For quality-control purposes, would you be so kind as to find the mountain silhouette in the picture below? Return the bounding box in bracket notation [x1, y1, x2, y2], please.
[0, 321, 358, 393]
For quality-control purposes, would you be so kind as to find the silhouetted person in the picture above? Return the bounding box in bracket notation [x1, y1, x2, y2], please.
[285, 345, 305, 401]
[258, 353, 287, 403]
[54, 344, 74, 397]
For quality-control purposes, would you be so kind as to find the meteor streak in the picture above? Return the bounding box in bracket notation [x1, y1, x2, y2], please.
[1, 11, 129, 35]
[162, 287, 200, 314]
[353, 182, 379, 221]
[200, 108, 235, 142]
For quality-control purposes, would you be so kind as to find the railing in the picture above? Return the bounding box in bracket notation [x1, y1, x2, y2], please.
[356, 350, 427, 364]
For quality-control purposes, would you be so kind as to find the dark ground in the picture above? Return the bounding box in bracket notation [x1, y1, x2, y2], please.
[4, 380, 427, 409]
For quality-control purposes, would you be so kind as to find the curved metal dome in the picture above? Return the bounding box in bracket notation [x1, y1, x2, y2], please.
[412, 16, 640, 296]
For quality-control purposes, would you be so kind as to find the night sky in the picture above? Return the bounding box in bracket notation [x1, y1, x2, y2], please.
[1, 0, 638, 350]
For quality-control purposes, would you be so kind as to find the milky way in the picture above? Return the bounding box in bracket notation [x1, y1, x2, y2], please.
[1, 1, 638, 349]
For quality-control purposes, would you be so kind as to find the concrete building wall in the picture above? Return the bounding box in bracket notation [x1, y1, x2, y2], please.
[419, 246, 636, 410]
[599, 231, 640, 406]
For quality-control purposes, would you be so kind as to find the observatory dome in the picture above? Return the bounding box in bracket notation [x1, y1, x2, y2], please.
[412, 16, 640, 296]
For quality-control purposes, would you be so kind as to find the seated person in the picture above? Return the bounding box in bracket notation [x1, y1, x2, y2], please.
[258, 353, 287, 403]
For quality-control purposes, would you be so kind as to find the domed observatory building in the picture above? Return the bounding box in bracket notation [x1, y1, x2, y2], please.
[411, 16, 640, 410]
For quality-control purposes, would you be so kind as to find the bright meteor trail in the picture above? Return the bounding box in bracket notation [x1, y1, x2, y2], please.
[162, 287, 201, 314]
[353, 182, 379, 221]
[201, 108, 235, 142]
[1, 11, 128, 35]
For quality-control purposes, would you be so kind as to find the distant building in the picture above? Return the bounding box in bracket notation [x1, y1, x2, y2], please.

┄┄┄┄┄┄

• _TASK STATEMENT_: Give the lines from the one containing "find the domed" through the end of the entries again, exactly as written and with no other lines.

• _TASK RESULT_:
For quality-control purposes, would you be so kind as to find the domed observatory building in the picture above? Return the bounding box in bracket notation [x1, y1, x2, y2], please.
[411, 16, 640, 410]
For quality-control purposes, would you be so kind as to find the bright meteor trail in the picture above? Return the bounding box in bracket notation [x1, y1, x2, y2], please.
[162, 287, 201, 314]
[353, 182, 379, 221]
[201, 108, 235, 142]
[1, 11, 128, 35]
For quality-control purposes, would you be so kind as to find the distant building in the picture above? Return the bounding box in bracket notation [x1, y1, x2, y2], please.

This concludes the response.